▸ What the exercise asks
Write out, word for word, only the lines from the one with "Expected content: basketball hoop." to the end of the data below.

▸ The data

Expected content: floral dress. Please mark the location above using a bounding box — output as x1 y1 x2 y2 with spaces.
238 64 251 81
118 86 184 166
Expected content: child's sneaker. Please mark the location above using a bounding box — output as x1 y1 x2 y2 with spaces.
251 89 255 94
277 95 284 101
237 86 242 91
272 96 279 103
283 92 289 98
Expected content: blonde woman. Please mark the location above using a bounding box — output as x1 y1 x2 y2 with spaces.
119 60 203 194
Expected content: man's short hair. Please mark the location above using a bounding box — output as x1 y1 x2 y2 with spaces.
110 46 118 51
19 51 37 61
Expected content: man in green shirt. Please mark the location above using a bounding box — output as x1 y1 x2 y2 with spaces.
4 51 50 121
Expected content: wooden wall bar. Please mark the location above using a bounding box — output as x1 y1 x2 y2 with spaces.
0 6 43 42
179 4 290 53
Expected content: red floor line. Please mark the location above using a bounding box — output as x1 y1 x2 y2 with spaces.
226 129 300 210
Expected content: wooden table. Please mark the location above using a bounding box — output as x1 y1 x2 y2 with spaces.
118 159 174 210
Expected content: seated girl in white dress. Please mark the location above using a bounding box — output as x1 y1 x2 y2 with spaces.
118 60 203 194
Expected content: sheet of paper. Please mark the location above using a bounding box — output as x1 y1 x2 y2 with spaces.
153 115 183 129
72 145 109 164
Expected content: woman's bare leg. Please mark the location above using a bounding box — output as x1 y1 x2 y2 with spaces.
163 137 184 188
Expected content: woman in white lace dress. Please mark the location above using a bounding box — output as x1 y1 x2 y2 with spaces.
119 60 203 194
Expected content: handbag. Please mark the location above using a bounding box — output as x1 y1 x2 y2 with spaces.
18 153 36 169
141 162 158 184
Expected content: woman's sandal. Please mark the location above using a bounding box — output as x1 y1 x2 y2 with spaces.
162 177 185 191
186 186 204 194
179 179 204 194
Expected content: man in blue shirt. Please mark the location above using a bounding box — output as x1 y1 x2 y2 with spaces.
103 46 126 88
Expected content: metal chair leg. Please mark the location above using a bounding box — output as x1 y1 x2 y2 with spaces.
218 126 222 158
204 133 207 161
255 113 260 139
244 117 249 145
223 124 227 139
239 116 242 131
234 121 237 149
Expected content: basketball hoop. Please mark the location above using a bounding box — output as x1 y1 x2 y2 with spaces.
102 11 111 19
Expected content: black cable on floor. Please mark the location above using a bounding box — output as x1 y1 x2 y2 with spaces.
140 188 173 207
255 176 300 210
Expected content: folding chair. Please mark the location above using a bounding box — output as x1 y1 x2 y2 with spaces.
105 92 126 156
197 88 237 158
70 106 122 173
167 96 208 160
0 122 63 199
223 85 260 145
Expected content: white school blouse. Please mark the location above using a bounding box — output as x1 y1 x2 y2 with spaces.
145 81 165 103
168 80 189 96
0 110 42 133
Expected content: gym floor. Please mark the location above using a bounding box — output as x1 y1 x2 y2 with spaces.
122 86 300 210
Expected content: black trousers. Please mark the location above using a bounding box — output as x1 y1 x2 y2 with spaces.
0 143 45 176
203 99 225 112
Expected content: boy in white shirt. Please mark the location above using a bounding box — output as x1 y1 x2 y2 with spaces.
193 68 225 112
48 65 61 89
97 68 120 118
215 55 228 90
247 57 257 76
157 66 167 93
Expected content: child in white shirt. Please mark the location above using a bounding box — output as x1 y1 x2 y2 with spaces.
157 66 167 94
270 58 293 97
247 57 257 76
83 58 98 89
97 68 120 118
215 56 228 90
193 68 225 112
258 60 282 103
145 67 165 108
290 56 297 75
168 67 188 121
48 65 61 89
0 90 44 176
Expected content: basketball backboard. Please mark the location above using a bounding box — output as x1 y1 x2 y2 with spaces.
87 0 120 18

▸ Final answer
Expected content: basketball hoop. Please mark the location above using a bounding box — output as x1 y1 x2 y2 with spaces.
102 11 111 19
Expected content: black cable on floor. Please mark the location above using a bounding box — output as x1 y1 x2 y2 with spaces.
140 188 173 207
255 176 300 210
Expected content: folding chair. Please mark the location above using a bounding box — output as x1 y1 x2 y2 with spaces.
105 92 126 156
197 88 237 158
70 106 122 173
167 96 208 160
0 122 63 199
223 85 260 145
Expected content: white school blouse. Please mark the location above using a bounding box — output as x1 y1 x2 y2 with spaces.
145 81 165 103
168 80 189 96
0 110 42 133
Expected content: gym floor. Please mark the location above using a bounding box — output as x1 y1 x2 y2 with spaces.
122 86 300 210
Expected content: black trousers. Please mark the location above using a bounding box — output as x1 y1 x2 y2 with spaces.
0 143 45 176
203 99 225 112
Expected content: boy in white shirt. Please mark the location above using a bounding box — output as x1 y1 x2 y2 with spaces.
193 68 225 112
48 65 61 89
97 68 120 118
215 55 228 90
247 57 257 76
157 66 167 93
Expected content: child in white shirt. Please mark the location above using a bounding box — output as x1 y1 x2 y2 with spaces.
157 66 167 94
270 58 293 97
247 57 257 76
83 58 98 89
97 68 120 118
215 56 228 90
193 68 225 112
258 60 282 103
145 67 165 108
290 56 297 75
168 67 188 121
48 65 61 89
0 90 44 176
Expected content: basketball backboard. Please mark the location above using a bounding box — output as x1 y1 x2 y2 with spaces.
87 0 120 18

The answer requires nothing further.